> What this task involves
Every line from the one that contains "Can you find the boot" to the end of the records must be restated word for word. No other line belongs in the answer.
──────── Information provided ────────
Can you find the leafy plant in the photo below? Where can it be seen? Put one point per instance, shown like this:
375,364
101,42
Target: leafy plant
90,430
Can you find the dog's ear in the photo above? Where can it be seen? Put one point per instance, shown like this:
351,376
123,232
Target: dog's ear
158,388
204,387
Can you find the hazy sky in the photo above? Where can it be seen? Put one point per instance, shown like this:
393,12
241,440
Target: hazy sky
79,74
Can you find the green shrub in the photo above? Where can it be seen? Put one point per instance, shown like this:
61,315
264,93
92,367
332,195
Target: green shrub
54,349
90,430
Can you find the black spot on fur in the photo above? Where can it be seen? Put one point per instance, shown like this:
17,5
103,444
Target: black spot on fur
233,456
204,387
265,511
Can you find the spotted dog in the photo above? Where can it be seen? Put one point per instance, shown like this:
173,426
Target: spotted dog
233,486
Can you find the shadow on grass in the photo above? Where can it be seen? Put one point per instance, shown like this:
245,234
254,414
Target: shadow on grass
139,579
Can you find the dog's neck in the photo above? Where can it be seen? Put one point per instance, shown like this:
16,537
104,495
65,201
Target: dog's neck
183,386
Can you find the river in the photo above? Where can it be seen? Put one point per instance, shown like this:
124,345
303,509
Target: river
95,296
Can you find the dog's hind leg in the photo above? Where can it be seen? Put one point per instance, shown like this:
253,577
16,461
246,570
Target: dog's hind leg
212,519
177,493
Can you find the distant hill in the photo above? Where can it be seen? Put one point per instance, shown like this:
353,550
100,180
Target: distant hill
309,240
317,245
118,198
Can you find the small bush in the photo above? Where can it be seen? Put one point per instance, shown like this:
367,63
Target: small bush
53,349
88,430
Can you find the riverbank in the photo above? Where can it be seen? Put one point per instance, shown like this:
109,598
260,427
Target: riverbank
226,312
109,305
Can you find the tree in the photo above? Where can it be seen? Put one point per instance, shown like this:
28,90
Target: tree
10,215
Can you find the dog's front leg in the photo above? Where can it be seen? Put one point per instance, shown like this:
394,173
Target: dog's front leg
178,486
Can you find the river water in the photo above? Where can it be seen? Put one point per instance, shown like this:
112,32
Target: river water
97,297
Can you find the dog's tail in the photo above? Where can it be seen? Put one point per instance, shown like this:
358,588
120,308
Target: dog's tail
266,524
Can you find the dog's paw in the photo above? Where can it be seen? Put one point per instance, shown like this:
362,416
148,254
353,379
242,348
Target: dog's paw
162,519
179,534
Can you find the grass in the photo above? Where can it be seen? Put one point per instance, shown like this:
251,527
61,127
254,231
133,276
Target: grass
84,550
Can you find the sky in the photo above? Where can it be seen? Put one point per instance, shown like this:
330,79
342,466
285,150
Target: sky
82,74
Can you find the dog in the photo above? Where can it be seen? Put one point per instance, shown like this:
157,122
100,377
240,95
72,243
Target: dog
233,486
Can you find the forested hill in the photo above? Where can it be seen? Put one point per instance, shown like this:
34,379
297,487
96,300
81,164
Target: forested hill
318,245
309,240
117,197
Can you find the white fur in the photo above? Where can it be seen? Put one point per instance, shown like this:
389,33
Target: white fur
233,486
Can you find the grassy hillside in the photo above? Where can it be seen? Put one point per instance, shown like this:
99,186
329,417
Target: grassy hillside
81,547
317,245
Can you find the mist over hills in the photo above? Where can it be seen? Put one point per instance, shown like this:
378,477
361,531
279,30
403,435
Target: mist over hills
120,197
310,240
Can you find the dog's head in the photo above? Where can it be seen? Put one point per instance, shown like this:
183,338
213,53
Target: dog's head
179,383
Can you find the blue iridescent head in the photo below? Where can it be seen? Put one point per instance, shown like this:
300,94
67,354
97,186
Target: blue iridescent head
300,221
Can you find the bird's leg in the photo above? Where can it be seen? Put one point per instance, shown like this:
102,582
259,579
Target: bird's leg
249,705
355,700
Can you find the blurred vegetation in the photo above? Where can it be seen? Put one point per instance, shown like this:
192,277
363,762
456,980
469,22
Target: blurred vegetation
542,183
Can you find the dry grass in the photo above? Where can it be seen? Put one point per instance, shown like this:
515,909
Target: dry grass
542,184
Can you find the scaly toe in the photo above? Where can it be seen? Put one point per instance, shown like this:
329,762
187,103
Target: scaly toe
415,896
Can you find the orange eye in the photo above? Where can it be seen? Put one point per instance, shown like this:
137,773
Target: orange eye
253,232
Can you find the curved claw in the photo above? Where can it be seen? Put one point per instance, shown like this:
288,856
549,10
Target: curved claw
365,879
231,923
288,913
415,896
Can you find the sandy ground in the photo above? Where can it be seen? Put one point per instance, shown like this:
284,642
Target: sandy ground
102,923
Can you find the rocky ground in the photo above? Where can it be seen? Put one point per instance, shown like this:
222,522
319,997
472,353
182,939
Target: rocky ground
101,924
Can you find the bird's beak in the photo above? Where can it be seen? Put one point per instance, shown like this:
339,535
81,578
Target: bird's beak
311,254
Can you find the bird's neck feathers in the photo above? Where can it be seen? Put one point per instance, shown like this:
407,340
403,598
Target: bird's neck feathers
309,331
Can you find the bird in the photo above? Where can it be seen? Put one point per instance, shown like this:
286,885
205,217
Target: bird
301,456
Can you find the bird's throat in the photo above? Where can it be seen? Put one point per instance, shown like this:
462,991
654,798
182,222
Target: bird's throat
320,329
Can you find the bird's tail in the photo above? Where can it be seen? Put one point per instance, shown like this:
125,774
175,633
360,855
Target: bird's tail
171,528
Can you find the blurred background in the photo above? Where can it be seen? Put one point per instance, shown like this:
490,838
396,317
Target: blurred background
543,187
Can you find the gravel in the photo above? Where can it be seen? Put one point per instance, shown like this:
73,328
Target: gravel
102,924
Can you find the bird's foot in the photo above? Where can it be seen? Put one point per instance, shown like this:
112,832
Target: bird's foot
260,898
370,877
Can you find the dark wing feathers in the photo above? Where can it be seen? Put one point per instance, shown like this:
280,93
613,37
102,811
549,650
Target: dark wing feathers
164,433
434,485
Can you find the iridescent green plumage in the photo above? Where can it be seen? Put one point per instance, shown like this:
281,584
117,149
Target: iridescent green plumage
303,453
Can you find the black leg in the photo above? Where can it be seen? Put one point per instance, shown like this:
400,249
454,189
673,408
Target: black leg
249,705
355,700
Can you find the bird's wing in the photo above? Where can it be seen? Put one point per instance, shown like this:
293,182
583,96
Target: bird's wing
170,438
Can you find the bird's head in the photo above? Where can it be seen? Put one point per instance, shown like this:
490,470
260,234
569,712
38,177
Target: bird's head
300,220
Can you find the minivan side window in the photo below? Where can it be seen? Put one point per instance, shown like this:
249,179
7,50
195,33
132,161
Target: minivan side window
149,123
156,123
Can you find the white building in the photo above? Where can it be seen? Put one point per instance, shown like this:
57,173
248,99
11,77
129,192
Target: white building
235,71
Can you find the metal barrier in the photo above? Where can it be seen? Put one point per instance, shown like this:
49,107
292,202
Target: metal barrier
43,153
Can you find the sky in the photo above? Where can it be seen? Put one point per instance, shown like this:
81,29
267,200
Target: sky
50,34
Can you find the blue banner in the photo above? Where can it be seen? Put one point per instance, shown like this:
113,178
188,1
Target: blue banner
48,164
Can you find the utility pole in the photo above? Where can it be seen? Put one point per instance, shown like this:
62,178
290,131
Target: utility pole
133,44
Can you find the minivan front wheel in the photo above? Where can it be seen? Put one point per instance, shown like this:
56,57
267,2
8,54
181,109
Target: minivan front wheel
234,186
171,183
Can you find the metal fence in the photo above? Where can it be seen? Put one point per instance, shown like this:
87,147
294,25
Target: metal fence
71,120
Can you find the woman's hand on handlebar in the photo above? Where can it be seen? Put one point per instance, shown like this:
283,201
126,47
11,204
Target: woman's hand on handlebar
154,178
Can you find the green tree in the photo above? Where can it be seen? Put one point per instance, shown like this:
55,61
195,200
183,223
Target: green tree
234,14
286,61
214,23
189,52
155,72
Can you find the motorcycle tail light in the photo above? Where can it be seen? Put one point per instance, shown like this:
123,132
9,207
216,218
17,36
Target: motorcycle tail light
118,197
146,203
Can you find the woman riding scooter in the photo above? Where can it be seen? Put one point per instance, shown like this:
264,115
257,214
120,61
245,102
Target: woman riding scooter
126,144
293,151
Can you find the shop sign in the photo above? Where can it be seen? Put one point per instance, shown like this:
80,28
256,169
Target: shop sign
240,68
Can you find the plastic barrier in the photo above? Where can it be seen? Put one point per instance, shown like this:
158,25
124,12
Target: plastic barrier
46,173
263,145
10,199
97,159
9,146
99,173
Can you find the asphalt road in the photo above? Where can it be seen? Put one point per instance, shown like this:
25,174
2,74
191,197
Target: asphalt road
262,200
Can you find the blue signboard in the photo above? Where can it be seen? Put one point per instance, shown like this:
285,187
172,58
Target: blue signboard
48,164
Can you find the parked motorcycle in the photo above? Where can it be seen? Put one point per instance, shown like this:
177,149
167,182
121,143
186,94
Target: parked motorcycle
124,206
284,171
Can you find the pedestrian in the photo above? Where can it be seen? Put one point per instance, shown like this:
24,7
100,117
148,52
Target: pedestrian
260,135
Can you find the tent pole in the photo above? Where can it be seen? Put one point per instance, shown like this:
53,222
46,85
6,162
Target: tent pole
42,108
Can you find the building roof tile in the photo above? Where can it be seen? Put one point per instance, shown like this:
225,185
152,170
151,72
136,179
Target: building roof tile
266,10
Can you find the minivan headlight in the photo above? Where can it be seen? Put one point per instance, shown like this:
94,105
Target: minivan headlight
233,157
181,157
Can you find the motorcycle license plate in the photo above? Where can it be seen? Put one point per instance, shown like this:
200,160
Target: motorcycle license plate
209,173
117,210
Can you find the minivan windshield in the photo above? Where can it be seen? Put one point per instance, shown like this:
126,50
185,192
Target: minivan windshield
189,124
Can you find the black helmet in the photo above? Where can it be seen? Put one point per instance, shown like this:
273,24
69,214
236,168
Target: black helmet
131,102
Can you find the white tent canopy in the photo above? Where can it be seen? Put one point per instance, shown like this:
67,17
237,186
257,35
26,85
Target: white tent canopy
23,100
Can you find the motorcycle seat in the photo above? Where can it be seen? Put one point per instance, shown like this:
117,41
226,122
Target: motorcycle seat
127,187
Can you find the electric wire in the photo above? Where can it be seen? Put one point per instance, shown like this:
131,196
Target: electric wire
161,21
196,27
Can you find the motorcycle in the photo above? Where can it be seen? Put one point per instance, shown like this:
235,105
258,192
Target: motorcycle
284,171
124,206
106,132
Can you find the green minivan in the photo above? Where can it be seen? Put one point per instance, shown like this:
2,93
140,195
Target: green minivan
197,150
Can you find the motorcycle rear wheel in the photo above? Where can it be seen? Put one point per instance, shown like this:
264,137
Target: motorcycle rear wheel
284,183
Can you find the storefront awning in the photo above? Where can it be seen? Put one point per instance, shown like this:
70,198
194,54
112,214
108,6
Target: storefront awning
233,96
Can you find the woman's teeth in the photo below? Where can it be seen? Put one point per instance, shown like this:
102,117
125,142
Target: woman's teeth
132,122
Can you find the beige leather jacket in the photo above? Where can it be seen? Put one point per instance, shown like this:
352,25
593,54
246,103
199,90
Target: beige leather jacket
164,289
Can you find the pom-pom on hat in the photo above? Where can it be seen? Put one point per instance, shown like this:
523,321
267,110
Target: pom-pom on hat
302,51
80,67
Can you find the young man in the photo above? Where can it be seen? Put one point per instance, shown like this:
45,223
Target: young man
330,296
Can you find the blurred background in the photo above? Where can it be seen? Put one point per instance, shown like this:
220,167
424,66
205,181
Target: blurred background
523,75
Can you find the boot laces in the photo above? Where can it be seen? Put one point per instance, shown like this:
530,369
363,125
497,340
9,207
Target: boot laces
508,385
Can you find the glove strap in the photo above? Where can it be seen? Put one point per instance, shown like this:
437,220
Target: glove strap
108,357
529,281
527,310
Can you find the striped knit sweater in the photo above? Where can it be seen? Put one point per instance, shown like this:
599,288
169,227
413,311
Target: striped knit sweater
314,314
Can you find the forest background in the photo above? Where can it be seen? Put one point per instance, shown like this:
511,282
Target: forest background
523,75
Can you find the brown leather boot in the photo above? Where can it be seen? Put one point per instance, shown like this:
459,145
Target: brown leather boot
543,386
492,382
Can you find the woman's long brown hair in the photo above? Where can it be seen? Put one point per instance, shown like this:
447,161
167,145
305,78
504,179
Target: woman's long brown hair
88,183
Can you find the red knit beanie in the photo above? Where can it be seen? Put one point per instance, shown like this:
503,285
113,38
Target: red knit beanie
────────
> Solution below
Can you find the boot laces in the photo above? Where can it be seen? Put one point per instance, shown like this:
530,369
363,125
497,340
9,207
Target: boot laces
508,385
Can you find the glove strap in the photo above? Where can it be seen? Put one point per instance, shown like this:
437,220
Target: glove strap
108,357
529,281
527,310
Can you find the striped knit sweater in the photo above? Where can it be seen? Put one point per instance, shown like this:
599,288
169,227
413,311
Target: striped knit sweater
314,314
Can you find the forest background in the photo above? Where can it be seen? Put one point per instance, shown like this:
511,282
Target: forest background
523,75
Can you find the brown leather boot in the photo above? Where can it be seen? Put one point per instance, shown like this:
459,145
Target: brown leather boot
543,386
492,382
Can you find the woman's long brown hair in the photo above? Where can it be seen? Put one point per instance, shown like this:
447,161
167,145
305,78
504,179
Target: woman's long brown hair
88,183
Can you find the red knit beanie in the photo above? Where can it be seen? Put one point per instance, shown like this:
503,285
113,38
Target: red knit beanie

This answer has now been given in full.